▸ **The data**:
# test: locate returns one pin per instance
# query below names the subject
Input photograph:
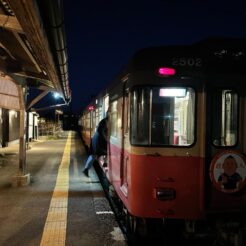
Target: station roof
(33, 45)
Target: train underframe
(215, 230)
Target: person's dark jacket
(98, 144)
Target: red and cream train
(177, 134)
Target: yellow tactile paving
(54, 233)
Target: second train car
(177, 136)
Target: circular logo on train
(228, 171)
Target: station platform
(60, 206)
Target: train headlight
(164, 194)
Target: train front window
(162, 116)
(225, 117)
(173, 114)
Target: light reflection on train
(177, 136)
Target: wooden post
(22, 149)
(22, 178)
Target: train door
(125, 140)
(225, 140)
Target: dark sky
(102, 35)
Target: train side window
(173, 116)
(114, 119)
(126, 120)
(225, 118)
(140, 100)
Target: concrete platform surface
(60, 206)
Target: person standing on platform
(98, 145)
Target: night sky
(103, 35)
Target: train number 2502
(183, 61)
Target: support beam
(38, 98)
(10, 23)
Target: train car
(177, 136)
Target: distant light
(172, 92)
(166, 71)
(91, 107)
(56, 95)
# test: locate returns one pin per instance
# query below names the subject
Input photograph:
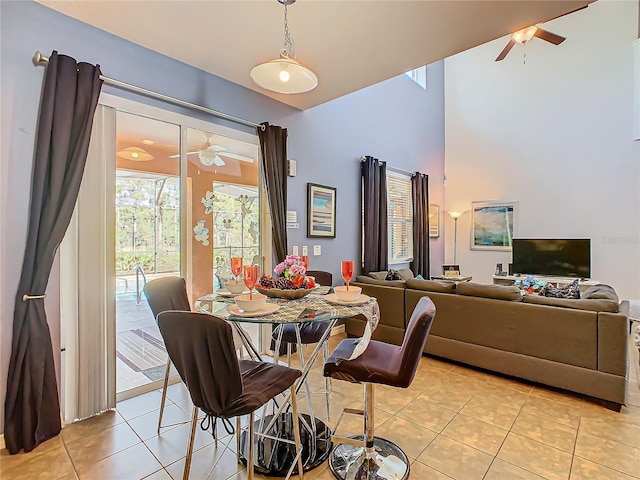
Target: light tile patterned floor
(453, 422)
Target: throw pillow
(393, 275)
(601, 291)
(568, 291)
(378, 275)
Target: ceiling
(350, 45)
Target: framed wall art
(434, 220)
(493, 225)
(321, 211)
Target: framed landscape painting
(492, 225)
(321, 211)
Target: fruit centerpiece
(290, 280)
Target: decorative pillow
(378, 275)
(375, 281)
(405, 273)
(600, 305)
(568, 291)
(601, 291)
(393, 275)
(431, 285)
(500, 292)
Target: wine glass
(250, 278)
(236, 266)
(346, 268)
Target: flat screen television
(557, 257)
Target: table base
(385, 461)
(273, 458)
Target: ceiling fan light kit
(284, 74)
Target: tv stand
(509, 279)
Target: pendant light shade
(284, 75)
(136, 154)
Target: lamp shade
(136, 154)
(284, 75)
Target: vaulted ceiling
(350, 45)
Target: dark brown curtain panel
(273, 143)
(374, 201)
(69, 99)
(420, 201)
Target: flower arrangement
(290, 275)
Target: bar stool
(366, 456)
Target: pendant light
(284, 74)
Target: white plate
(359, 300)
(266, 310)
(227, 293)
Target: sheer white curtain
(87, 290)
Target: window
(419, 75)
(400, 218)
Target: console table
(509, 279)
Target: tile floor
(453, 423)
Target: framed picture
(321, 211)
(492, 225)
(434, 220)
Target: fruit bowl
(289, 294)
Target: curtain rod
(40, 60)
(394, 169)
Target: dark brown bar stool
(366, 456)
(166, 293)
(202, 349)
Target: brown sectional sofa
(577, 345)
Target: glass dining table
(273, 457)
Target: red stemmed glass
(236, 266)
(250, 278)
(346, 268)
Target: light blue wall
(395, 121)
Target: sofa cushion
(375, 281)
(601, 291)
(500, 292)
(378, 275)
(431, 285)
(592, 305)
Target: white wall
(555, 134)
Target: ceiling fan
(209, 154)
(526, 34)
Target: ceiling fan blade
(236, 156)
(505, 50)
(549, 37)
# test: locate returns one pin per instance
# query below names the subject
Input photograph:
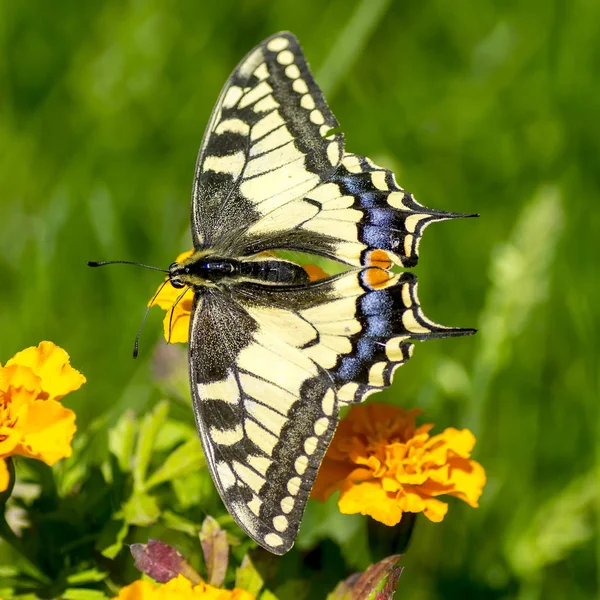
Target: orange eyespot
(379, 258)
(376, 278)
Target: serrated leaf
(162, 562)
(145, 444)
(185, 459)
(141, 509)
(343, 590)
(121, 440)
(176, 522)
(216, 551)
(111, 538)
(248, 578)
(379, 581)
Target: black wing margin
(264, 145)
(270, 367)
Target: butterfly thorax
(204, 269)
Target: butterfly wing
(270, 367)
(264, 144)
(361, 217)
(270, 174)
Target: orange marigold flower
(383, 465)
(178, 316)
(33, 422)
(179, 588)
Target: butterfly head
(179, 275)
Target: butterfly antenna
(173, 310)
(136, 344)
(123, 262)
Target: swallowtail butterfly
(272, 356)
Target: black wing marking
(361, 217)
(264, 144)
(269, 368)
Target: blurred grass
(481, 107)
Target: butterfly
(273, 357)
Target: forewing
(264, 145)
(361, 216)
(270, 367)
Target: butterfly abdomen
(202, 270)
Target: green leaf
(176, 522)
(343, 590)
(216, 551)
(379, 581)
(187, 458)
(111, 538)
(248, 578)
(121, 440)
(141, 510)
(565, 522)
(349, 532)
(146, 440)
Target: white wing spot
(406, 298)
(285, 58)
(321, 426)
(234, 93)
(226, 476)
(280, 523)
(228, 437)
(328, 402)
(378, 179)
(408, 241)
(259, 463)
(261, 72)
(300, 86)
(272, 539)
(310, 445)
(376, 374)
(233, 164)
(234, 126)
(248, 476)
(287, 505)
(301, 464)
(333, 152)
(307, 102)
(255, 94)
(294, 485)
(316, 116)
(277, 44)
(254, 505)
(347, 391)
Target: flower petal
(47, 431)
(4, 475)
(51, 364)
(369, 498)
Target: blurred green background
(488, 107)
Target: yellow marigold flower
(179, 322)
(383, 465)
(179, 588)
(33, 422)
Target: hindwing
(270, 366)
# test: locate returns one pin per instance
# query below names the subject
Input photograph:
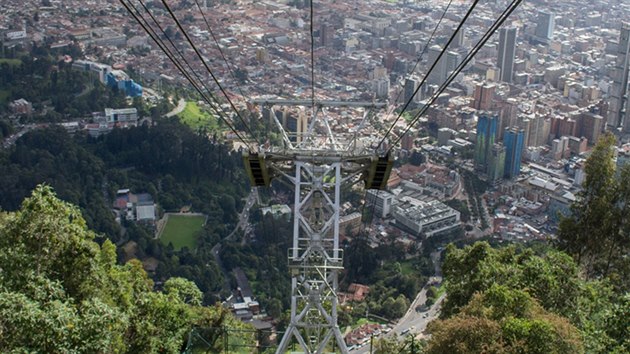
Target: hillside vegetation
(60, 292)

▸ **Your task**: Retype all entries exactly as they appear, dropping the images.

▸ **Output for this exercise**:
# test: locate returns one pin per instance
# query below names the subject
Input photograph:
Target: station roof
(33, 45)
Target: train underframe
(215, 230)
Target: person's dark jacket
(98, 144)
Target: red and cream train
(177, 134)
Target: yellow tactile paving
(54, 233)
Target: second train car
(177, 136)
Target: circular logo on train
(228, 171)
Target: station platform
(60, 206)
Target: train headlight
(164, 194)
Target: train front window
(162, 116)
(225, 117)
(173, 114)
Target: light reflection on train
(177, 136)
Target: wooden post
(22, 149)
(22, 178)
Target: train door
(125, 140)
(225, 140)
Target: dark sky
(102, 35)
Target: train side window
(173, 116)
(114, 119)
(126, 120)
(225, 118)
(140, 100)
Target: concrete platform surface
(60, 206)
Target: person standing on platform
(98, 145)
Target: night sky
(103, 35)
Target: train number 2502
(183, 61)
Target: support beam
(38, 98)
(10, 23)
Target: train car
(177, 136)
Target: distant light
(172, 92)
(166, 71)
(91, 107)
(56, 95)
# test: locate returns one pin per instance
# query below names the subject
Input photograph:
Target: light tile patterned floor
(453, 422)
Target: throw pillow
(393, 275)
(601, 291)
(568, 291)
(378, 275)
Target: ceiling
(350, 45)
Target: framed wall art
(434, 220)
(493, 225)
(321, 211)
Target: framed landscape painting
(492, 225)
(321, 211)
Target: fruit centerpiece
(290, 280)
Target: decorative pillow
(378, 275)
(375, 281)
(405, 273)
(600, 305)
(568, 291)
(601, 291)
(393, 275)
(431, 285)
(500, 292)
Target: wine glass
(250, 278)
(236, 266)
(346, 268)
Target: flat screen television
(557, 257)
Target: table base
(385, 461)
(273, 458)
Target: ceiling fan light kit
(284, 74)
Target: tv stand
(509, 279)
Target: pendant light shade
(284, 75)
(136, 154)
Target: lamp shade
(136, 154)
(284, 75)
Target: vaulted ceiling
(350, 45)
Target: dark brown curtain panel
(273, 143)
(374, 201)
(69, 99)
(420, 201)
Target: flower arrangement
(290, 275)
Target: bar stool
(366, 456)
Target: pendant light
(284, 74)
Target: white plate
(359, 300)
(266, 310)
(227, 293)
Target: sheer white curtain
(87, 290)
Target: window
(419, 75)
(400, 218)
Target: console table
(509, 279)
Target: tile floor
(453, 423)
Target: framed picture
(321, 211)
(492, 225)
(434, 220)
Target: fruit bowl
(289, 294)
Target: curtain rod
(40, 60)
(394, 169)
Target: dark brown bar stool
(366, 456)
(166, 293)
(202, 349)
Target: brown sectional sofa
(577, 345)
Target: glass dining table
(273, 457)
Target: red stemmed glass
(236, 266)
(250, 278)
(346, 268)
Target: light blue wall
(395, 121)
Target: sofa cushion
(375, 281)
(601, 291)
(500, 292)
(378, 275)
(431, 285)
(592, 305)
Target: white wall
(555, 134)
Target: ceiling fan
(209, 154)
(526, 34)
Target: ceiling fan blade
(236, 156)
(505, 50)
(549, 37)
# test: locate returns one pin per instance
# query below names the subject
Input photograph:
Target: orange eyespot
(379, 258)
(376, 278)
Target: serrated leaf
(162, 562)
(145, 444)
(185, 459)
(141, 509)
(343, 590)
(121, 440)
(176, 522)
(216, 551)
(111, 538)
(248, 578)
(379, 581)
Target: black wing margin
(264, 145)
(270, 367)
Target: butterfly thorax
(204, 269)
Target: butterfly wing
(270, 367)
(264, 144)
(361, 217)
(270, 174)
Target: orange marigold flower
(383, 465)
(178, 316)
(33, 422)
(179, 588)
Target: butterfly head
(179, 275)
Target: butterfly antenna
(173, 310)
(136, 344)
(123, 262)
Target: swallowtail butterfly
(272, 356)
Target: black wing marking
(361, 217)
(264, 144)
(269, 368)
Target: blurred grass
(481, 107)
Target: butterfly
(273, 357)
Target: forewing
(264, 145)
(361, 216)
(270, 367)
Target: butterfly abdomen
(202, 270)
Target: green leaf
(176, 522)
(343, 590)
(216, 551)
(379, 581)
(187, 458)
(111, 538)
(248, 578)
(121, 440)
(141, 510)
(565, 522)
(349, 532)
(146, 440)
Target: white wing spot
(406, 298)
(285, 58)
(321, 426)
(234, 93)
(226, 476)
(280, 523)
(228, 437)
(328, 402)
(378, 179)
(408, 241)
(259, 463)
(261, 72)
(300, 86)
(272, 539)
(310, 445)
(376, 374)
(233, 164)
(234, 126)
(248, 476)
(287, 505)
(301, 464)
(333, 152)
(307, 102)
(255, 94)
(294, 485)
(316, 116)
(277, 44)
(254, 505)
(347, 391)
Target: flower petal
(47, 431)
(4, 475)
(51, 364)
(369, 498)
Target: blurred green background
(488, 107)
Target: yellow marigold flower
(179, 322)
(383, 465)
(179, 588)
(33, 422)
Target: hindwing
(270, 366)
# test: locate returns one pin per instance
# query below names the subject
Input photograph:
Target: hillside vegetation
(60, 292)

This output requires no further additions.